- Required work
Show every line of the rows below that contains the string "this", counting only matches with the same uppercase and lowercase letters.

- Record extracts
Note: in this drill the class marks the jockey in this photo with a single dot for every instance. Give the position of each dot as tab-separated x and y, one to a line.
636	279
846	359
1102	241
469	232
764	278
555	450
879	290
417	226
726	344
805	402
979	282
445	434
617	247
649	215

- Solution
Note: in this drill the class marks the jockey in this photo with a single dot for every instance. Give the position of each dot as tab-separated x and y, one to a line.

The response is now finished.